Boeing’s statement says

Lithium ion batteries were selected after a careful review of available alternatives because they best met the performance and design objectives of the 787. We’ve used them successfully in other applications, such as satellites, for nearly a decade, and they are used on other aircraft, spacecraft and naval vessels.

With that said, we constantly challenge our assumptions and decisions across all of our products when new information becomes available. Nothing we learned during the design of the 787 or since has led us to change our fundamental assessment of the technology. It merits emphasis that the 787 has extensive protections in place to ensure the ability for safe flight to continue even in the presence of a battery failure.

A question for Boeing :  While it is true that lithium-ion batteries are in use on other planes, isn’t it also true that no other airplane uses the same type of li-ion battery that you do?  And the only plane with a li-ion battery similar to yours had a similar problem and was grounded, as a result, and can currently – more than a year later –  only be operated with a non li-ion battery?

__Data shown__:

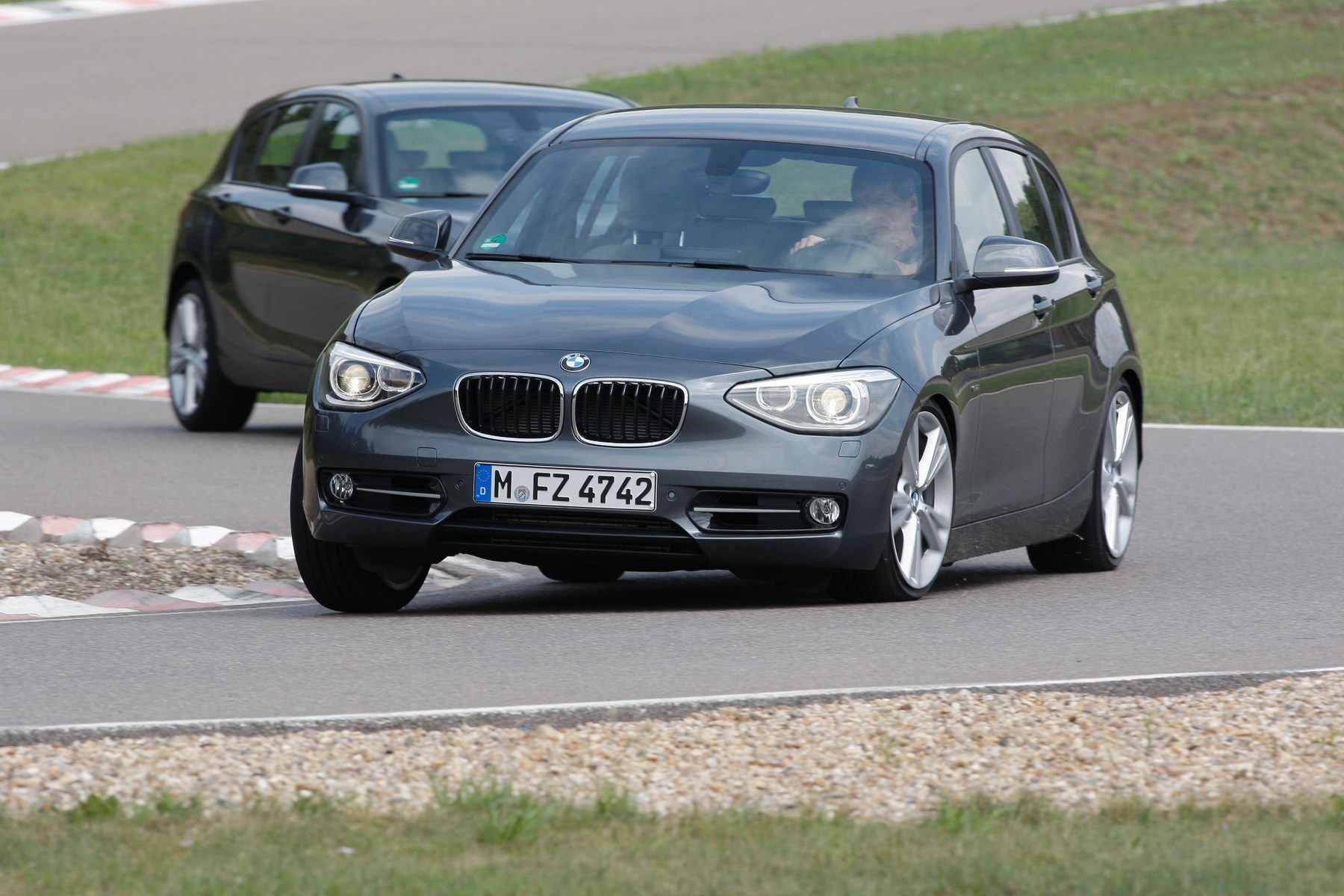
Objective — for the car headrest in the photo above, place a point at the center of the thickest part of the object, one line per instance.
(824, 210)
(745, 181)
(410, 159)
(492, 159)
(742, 207)
(656, 193)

__Given request__: In the Boeing battery passage, how long does Boeing say it has used lithium ion batteries in satellites? The items are separate material, not part of the Boeing battery passage.

__Solved problem__: For nearly a decade.